[Recorded data]

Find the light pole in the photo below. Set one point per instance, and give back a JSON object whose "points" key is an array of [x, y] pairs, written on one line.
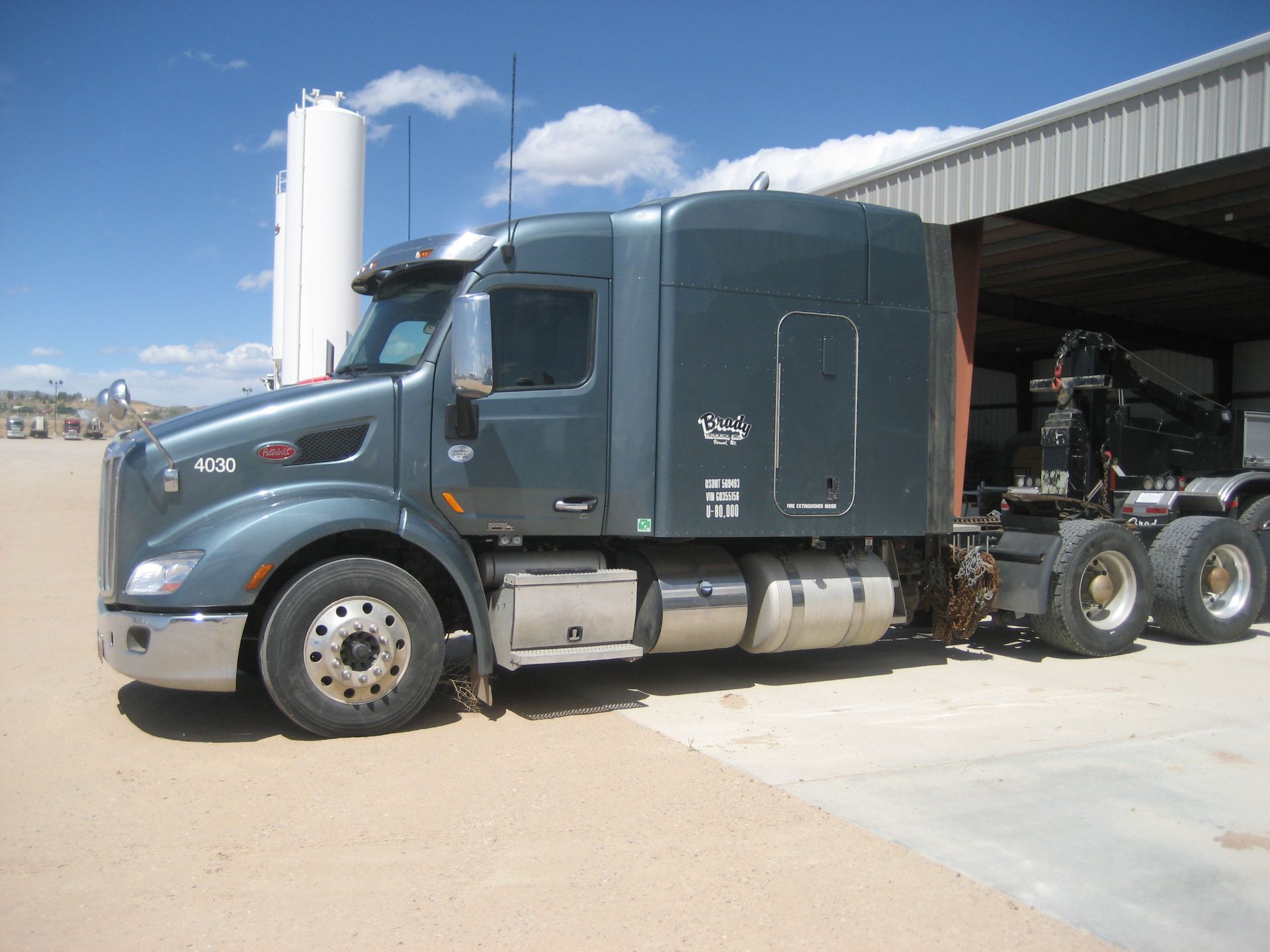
{"points": [[55, 385]]}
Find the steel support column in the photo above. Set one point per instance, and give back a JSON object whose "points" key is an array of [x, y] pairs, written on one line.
{"points": [[967, 255]]}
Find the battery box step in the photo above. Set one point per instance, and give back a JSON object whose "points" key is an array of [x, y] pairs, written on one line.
{"points": [[575, 653]]}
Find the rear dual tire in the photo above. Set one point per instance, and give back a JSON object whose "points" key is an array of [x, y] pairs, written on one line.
{"points": [[1210, 578], [1101, 590]]}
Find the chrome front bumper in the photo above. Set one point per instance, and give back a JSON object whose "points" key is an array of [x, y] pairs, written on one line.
{"points": [[190, 651]]}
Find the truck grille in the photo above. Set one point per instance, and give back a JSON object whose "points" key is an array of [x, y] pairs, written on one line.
{"points": [[108, 524]]}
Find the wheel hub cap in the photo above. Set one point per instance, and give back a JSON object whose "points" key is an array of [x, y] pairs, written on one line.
{"points": [[1218, 580], [357, 649], [1101, 589]]}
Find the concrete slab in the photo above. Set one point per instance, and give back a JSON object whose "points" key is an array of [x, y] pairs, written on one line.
{"points": [[1129, 795]]}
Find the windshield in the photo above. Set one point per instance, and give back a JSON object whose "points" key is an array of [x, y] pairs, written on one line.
{"points": [[400, 321]]}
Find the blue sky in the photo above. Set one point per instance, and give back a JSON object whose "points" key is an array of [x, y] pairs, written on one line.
{"points": [[138, 147]]}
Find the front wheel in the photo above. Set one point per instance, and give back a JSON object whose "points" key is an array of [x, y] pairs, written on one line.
{"points": [[1210, 579], [352, 648], [1101, 590]]}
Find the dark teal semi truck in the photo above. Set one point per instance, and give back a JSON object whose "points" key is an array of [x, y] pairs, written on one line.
{"points": [[701, 423]]}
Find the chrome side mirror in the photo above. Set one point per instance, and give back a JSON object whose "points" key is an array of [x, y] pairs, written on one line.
{"points": [[472, 347], [116, 401]]}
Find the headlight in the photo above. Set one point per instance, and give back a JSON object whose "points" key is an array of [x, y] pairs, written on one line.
{"points": [[161, 575]]}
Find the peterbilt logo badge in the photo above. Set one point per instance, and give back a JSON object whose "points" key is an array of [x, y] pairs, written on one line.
{"points": [[277, 452]]}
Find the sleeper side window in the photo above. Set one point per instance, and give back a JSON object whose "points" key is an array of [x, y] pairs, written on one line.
{"points": [[542, 337]]}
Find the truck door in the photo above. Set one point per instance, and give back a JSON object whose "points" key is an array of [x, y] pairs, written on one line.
{"points": [[538, 462], [816, 399]]}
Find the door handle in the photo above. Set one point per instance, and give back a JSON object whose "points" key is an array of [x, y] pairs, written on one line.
{"points": [[575, 504]]}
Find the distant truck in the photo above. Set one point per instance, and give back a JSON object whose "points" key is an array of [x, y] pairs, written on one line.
{"points": [[706, 422]]}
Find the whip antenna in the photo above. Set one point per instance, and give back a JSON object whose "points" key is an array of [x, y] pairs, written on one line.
{"points": [[409, 179], [511, 158]]}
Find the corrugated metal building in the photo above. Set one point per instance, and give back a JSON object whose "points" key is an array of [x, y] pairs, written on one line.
{"points": [[1142, 210]]}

### About this task:
Reproduce every record exactly; images stay out.

### Response to this task:
Find the light pole in the photo below. Set one point per instance, and give back a JSON object whose "points" key is an array of [x, y] pairs, written on one line.
{"points": [[55, 385]]}
Find the steel support column in the photo above. Set one point per instance, and give back a JSON object whose "points" key is an array of [x, y] pairs, written on one line.
{"points": [[967, 255]]}
Find the battery box step in the photo above. Set one point per instance, and give back a JSON object whose "points" key is an array of [x, y] pairs, written on one line.
{"points": [[575, 653]]}
Find the rear dual tire in the photo above. Set one point per instance, and give back a JSON object whose "points" key is an array of [x, y] pairs, written on one line.
{"points": [[1210, 578], [1101, 590]]}
Find the chrome front bumper in the photo above. Set one point per instance, and give back a JSON object whose "points" key is an array of [x, y] pairs, written on one line.
{"points": [[190, 651]]}
Find the truck grille in the photo above. Set one point per instance, and give back a JSON object whose "points" key is an array of [x, y] pairs, written on one line.
{"points": [[108, 524]]}
Find the wheel hub cap in the photo above. Set one point per instance, and give back a JSON object whose "points" key is an array of [x, y] pairs, written on one line.
{"points": [[1218, 580], [357, 649], [1101, 589]]}
Find the concrete slab in the photo above. Set one point per instance, and give back a JSON object whose "points" key is an array of [x, y] pairs, written on one line.
{"points": [[1129, 795]]}
Find the windshield in the photo above. Set one point per instance, and give back a JSON object whose "points" key is an array of [x, y] pairs, written on one line.
{"points": [[400, 321]]}
Find the blue sky in the photo above. Set one point per instance, and give back a JSON object whose "points" key is an array of [x, y] pairs, written on one line.
{"points": [[138, 147]]}
Find the front wheel in the photo above. Set one point per instance, and give back a JSON object whose "points" key is an array of [x, y] pairs, written on one line.
{"points": [[1210, 579], [352, 648], [1101, 590]]}
Find the dark teal semi truck in the photo above. Set one point per instance, and give back a JSON object whose "points" key is an array of [x, y] pairs, written on one line.
{"points": [[701, 423]]}
Find the chrome side mirror in the photo above. Set one point per instance, and give back a JSON object whose "points" key is an array of [x, y] pairs, written on one line.
{"points": [[472, 347], [116, 401]]}
Find the headlight in the photo above. Set one point per instance, and give back a JSON object whose "points" key is an array of [x, y] pairs, written on one line.
{"points": [[161, 575]]}
Find the peterbilt logo badge in the photo above. Set one point per instance, and give back a JSON object whose "points" key is an array of [x, y] pairs, written on one line.
{"points": [[277, 452]]}
Find the sleeper side window in the photo above. Set one point per instance, and give back a JSON object whose "points" key is an array of [x, y] pairs, written on one line.
{"points": [[542, 337]]}
Find the truck door in the photo above. Set one point per instance, and give back a JSON object whose "points" key is an array of [x, y] pairs, written on one line.
{"points": [[538, 462], [816, 399]]}
Find the door handle in the photo above. Set one point per instance, and give back a JSON object whose "points" key is an array of [x, y] pairs, written on one line.
{"points": [[575, 504]]}
Find the distant truck in the photo above. Set one point per instance, and give back a JSON object whose "points" key is an array of [x, y] pairs, written on one line.
{"points": [[706, 422]]}
Find the whip antenna in the photo above. Set one point per instance, and give back a JSON object whose "points" key is an array of [x, y] pairs, written on one line.
{"points": [[409, 179], [511, 158]]}
Find the corrugated metal building in the photo above. Set one point per instance, and give back a JSON object whose "points" key is an array of [x, y] pairs, written on one line.
{"points": [[1142, 210]]}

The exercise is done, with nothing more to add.